Recorded data:
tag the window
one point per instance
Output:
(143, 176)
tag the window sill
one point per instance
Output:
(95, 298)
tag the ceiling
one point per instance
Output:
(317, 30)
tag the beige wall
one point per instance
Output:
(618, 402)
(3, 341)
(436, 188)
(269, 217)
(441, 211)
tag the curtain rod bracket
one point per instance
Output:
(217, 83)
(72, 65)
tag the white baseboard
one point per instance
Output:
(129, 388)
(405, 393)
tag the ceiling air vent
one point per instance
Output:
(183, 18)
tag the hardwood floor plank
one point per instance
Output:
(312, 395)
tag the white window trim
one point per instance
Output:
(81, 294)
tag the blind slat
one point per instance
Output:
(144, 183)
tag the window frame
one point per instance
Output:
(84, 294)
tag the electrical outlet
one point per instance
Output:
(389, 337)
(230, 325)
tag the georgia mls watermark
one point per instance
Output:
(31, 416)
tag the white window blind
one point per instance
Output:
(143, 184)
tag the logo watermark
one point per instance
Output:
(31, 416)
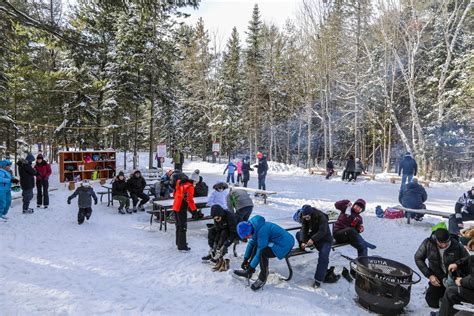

**Required work**
Tally the lines in the data that contain the string "white". Report only the total.

**Written answer**
3